• **PROVIDED ENTRIES**:

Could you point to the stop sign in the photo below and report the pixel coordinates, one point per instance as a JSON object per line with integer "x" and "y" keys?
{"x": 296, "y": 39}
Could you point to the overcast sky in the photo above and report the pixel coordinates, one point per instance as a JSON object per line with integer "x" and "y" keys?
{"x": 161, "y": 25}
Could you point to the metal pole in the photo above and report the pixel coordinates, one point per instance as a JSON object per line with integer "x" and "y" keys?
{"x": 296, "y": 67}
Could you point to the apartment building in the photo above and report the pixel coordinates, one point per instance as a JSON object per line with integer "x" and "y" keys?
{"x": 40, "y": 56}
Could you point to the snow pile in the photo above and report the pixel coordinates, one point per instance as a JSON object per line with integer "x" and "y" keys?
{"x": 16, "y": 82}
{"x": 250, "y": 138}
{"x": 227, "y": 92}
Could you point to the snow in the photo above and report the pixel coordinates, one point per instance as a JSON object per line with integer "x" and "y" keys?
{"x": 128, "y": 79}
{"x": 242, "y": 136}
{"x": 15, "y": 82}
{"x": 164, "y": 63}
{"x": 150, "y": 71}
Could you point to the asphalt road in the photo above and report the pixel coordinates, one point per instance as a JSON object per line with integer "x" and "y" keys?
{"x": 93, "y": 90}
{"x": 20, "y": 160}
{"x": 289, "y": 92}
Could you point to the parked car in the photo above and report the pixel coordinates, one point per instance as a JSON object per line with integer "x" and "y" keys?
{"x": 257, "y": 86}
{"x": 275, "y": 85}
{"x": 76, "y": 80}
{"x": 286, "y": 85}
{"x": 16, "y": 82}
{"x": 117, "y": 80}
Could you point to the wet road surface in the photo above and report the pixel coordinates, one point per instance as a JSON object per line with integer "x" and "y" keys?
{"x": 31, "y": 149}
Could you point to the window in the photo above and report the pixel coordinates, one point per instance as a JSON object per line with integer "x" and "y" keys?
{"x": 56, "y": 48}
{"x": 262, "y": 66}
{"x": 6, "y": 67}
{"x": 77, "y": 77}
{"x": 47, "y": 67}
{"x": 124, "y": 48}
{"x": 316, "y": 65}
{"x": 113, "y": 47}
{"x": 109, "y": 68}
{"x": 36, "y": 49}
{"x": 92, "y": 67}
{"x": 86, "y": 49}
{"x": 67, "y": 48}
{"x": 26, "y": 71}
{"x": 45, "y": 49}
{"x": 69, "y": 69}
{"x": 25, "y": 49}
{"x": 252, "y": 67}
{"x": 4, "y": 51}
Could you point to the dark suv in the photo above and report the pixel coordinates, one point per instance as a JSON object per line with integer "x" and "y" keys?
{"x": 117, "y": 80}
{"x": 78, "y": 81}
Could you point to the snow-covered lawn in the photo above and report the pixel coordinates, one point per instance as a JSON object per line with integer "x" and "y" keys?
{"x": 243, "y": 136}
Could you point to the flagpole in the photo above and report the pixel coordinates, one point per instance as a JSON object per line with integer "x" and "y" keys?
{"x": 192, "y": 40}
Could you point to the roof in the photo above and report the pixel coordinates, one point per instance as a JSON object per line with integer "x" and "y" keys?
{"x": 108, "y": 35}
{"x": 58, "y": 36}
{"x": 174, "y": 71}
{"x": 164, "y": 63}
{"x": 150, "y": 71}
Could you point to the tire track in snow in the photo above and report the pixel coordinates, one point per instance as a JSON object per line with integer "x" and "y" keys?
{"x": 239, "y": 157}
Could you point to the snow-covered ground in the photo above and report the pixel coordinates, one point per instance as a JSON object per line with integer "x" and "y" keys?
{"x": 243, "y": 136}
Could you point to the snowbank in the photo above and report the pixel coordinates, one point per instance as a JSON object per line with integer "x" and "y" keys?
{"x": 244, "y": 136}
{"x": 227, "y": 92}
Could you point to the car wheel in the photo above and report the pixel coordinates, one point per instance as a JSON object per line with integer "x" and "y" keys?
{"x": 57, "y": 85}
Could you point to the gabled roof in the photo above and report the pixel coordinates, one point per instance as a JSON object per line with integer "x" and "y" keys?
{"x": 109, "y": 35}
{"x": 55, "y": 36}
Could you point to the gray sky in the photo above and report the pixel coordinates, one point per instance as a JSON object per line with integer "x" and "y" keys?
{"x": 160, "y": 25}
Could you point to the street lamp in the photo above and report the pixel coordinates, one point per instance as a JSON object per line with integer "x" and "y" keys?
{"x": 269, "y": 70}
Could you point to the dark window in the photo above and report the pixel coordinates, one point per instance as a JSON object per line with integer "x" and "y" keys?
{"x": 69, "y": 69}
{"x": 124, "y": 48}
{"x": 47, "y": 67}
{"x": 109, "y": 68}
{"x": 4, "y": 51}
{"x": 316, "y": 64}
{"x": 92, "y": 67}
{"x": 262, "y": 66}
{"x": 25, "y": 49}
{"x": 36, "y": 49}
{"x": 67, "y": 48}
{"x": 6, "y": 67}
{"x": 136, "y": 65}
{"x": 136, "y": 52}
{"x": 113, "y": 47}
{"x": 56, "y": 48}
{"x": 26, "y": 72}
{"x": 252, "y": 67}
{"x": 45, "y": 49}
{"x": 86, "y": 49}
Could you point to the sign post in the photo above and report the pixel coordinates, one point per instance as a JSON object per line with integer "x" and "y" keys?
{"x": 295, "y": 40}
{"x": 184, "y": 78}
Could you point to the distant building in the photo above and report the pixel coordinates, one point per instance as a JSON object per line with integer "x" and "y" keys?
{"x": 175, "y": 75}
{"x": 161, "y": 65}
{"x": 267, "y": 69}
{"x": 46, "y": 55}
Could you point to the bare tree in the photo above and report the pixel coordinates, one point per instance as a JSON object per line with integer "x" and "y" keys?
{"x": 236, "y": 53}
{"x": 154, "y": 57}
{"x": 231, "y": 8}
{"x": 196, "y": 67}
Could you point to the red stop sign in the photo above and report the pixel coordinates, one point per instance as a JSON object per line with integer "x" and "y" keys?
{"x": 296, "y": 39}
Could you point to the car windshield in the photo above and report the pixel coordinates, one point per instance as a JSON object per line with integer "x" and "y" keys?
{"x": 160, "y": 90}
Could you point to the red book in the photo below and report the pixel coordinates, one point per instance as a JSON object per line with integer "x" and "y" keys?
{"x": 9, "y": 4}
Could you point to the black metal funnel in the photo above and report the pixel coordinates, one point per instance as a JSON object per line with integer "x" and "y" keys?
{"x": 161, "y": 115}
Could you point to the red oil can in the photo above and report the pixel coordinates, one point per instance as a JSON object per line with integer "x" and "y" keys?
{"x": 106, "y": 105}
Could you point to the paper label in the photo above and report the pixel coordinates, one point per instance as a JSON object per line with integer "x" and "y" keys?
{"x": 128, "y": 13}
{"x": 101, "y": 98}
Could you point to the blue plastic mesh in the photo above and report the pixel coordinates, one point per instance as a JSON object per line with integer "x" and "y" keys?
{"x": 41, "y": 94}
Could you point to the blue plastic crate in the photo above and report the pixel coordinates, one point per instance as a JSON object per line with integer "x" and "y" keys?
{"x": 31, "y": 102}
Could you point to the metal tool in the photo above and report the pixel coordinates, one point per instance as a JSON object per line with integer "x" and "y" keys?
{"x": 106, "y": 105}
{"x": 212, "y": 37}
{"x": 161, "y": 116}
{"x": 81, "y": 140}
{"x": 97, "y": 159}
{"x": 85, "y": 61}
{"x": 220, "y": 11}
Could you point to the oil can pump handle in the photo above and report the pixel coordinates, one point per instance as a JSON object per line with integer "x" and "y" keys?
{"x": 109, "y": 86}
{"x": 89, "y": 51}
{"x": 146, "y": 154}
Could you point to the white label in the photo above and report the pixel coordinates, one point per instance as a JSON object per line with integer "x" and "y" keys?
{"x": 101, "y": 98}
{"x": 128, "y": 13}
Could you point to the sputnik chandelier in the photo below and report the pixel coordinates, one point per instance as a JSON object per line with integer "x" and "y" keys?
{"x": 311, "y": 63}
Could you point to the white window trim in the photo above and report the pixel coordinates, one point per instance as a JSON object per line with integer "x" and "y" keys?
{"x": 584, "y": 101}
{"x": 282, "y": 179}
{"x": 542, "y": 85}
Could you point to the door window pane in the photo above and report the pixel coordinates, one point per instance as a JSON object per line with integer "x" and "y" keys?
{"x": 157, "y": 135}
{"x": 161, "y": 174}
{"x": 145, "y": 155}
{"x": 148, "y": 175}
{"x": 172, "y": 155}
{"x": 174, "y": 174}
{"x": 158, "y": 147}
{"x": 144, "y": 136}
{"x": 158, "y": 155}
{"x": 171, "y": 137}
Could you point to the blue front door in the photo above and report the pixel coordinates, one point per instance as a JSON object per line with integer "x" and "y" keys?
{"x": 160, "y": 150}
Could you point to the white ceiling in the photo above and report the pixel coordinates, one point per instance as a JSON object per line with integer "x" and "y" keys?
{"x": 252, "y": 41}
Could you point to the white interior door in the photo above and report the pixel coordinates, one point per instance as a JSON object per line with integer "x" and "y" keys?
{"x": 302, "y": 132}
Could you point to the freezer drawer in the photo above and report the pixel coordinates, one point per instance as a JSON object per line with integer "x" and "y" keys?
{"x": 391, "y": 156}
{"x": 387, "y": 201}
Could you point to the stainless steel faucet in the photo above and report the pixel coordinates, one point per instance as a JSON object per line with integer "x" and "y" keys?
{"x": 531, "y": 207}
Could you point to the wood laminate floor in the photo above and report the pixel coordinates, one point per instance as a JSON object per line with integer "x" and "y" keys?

• **REQUIRED WORK**: Please set out the stretch of the data above, from the line containing "Could you point to the stainless" through the last line, as a Markdown table with the columns Row and Data line, giving each line a row number and omitting blank lines.

• **RESPONSE BELOW**:
| Row | Data line |
|---|---|
| 1 | Could you point to the stainless steel faucet in the photo above and report the pixel coordinates, one point per instance as a JSON object per line with integer "x" and "y" keys? |
| 2 | {"x": 531, "y": 207} |
| 3 | Could you point to the wood laminate floor in the photo above and report the pixel coordinates, one point per instance as a JSON object per line with integer "x" and "y" keys? |